§ Source document
— begin —
Re: [DISCUSS] FLIP-222: Support full query lifecycle statements in SQL client

Martijn Visser Thu, 09 Jun 2022 01:37:25 -0700

Hi Paul,

That's a fair point, but I still think we should not offer that capability
via the CLI either. But that's a different discussion :)


Thanks,

Martijn

Op do 9 jun. 2022 om 10:08 schreef Paul Lam <paullin3...@gmail.com>:

> Hi Martijn,
>
> I think the `DROP SAVEPOINT` statement would not conflict with NO_CLAIM
> mode, since the statement is triggered by users instead of Flink runtime.
>
> We’re simply providing a tool for user to cleanup the savepoints, just
> like `bin/flink savepoint -d :savepointPath` in Flink CLI [1].
>
> [1]
> https://nightlies.apache.org/flink/flink-docs-release-1.15/docs/ops/state/savepoints/#disposing-savepoints
>
> Best,
> Paul Lam
>
> 2022年6月9日 15:41，Martijn Visser <martijnvis...@apache.org> 写道：
>
> Hi all,
>
> I would not include a DROP SAVEPOINT syntax. With the recently introduced
> CLAIM/NO CLAIM mode, I would argue that we've just clarified snapshot
> ownership and if you have a savepoint established "with NO_CLAIM it creates
> its own copy and leaves the existing one up to the user." [1] We shouldn't
> then again make it fuzzy by making it possible that Flink can remove
> snapshots.
— end —
§ Entries provided
— begin —
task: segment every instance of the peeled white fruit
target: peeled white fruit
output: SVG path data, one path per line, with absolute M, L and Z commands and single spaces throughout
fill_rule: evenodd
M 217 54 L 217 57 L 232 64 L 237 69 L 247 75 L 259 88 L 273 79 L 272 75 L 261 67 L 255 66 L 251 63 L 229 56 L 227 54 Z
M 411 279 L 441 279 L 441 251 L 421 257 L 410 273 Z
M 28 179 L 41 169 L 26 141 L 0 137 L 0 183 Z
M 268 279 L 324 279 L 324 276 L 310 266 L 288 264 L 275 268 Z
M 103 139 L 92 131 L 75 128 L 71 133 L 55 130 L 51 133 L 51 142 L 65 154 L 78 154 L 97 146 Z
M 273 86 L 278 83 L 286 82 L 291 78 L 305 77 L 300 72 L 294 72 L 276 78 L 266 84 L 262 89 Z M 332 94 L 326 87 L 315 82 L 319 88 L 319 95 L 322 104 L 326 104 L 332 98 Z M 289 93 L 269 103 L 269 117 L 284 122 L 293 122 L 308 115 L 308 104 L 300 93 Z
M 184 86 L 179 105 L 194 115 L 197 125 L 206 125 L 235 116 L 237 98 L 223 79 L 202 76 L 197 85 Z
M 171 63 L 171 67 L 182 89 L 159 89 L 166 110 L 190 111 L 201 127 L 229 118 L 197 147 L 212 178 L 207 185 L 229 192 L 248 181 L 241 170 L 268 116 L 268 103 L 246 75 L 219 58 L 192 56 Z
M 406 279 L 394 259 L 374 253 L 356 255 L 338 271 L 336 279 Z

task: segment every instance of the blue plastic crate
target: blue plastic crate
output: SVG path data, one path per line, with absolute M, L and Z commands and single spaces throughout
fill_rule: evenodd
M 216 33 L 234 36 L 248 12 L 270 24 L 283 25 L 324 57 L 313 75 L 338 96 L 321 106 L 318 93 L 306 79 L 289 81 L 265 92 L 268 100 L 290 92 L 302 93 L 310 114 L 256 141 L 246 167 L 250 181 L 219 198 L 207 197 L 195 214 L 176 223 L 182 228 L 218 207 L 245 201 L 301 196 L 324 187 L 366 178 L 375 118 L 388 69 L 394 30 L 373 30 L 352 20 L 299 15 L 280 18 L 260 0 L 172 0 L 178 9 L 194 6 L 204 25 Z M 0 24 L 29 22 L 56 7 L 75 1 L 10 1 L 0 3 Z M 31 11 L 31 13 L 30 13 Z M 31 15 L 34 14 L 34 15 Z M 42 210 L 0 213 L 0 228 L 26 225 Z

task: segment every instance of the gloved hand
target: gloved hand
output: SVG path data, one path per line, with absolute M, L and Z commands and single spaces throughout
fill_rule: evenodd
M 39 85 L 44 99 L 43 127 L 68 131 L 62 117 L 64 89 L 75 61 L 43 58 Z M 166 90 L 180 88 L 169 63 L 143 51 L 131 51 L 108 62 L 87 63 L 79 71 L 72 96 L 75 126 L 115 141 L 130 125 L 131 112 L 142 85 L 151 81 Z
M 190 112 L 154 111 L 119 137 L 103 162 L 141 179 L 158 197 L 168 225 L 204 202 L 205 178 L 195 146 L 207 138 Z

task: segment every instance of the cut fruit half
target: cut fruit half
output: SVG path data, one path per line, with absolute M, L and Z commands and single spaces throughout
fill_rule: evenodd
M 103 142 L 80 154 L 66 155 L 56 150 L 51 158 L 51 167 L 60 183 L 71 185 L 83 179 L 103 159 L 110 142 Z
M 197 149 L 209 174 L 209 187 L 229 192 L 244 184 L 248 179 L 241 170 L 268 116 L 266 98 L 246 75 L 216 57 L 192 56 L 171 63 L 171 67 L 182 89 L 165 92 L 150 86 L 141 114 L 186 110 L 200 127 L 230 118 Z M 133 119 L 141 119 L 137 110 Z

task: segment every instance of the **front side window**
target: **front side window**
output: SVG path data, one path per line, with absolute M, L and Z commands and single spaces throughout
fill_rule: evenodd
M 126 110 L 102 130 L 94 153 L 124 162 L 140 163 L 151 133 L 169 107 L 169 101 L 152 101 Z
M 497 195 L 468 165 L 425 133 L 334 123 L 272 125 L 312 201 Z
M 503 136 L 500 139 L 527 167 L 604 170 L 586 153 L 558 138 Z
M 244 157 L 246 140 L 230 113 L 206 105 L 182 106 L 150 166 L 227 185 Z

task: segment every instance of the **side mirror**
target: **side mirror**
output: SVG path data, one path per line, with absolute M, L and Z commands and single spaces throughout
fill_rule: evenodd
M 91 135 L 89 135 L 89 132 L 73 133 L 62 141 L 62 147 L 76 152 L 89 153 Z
— end —
§ Work to do
Carry on the FLIP-222 discussion thread about savepoints, starting right after its last sentence.

§ Written response
>
> Best regards,
>
> Martijn
>
> [1]
> https://cwiki.apache.org/confluence/display/FLINK/FLIP-193%3A+Snapshots+ownership
>
> Op do 9 jun. 2022 om 09:27 schreef Paul Lam <paullin3...@gmail.com>:
>
>> Hi team,
>>
>> It's great to see our opinions are finally converging!
>>
>> `STOP JOB <job_id> [WITH SAVEPOINT] [WITH DRAIN] `
>>
>>
>> LGTM. Adding it to the FLIP.
>>
>> To Jark,
>>
>> We can simplify the statement to "CREATE SAVEPOINT FOR JOB <job_id>”
>>
>>
>> Good point. The default savepoint dir should be enough for most cases.
>>
>> To Jing,
>>
>> DROP SAVEPOINT ALL
>>
>>
>> I think it’s valid to have such a statement, but I have two concerns:
>>
>>    - `ALL` is already an SQL keyword, thus it may cause ambiguity.
>>    - Flink CLI and REST API doesn’t provided the corresponding
>>    functionalities, and we’d better keep them aligned.
>>
>> How about making this statement as follow-up tasks which should touch
>> REST API and Flink CLI?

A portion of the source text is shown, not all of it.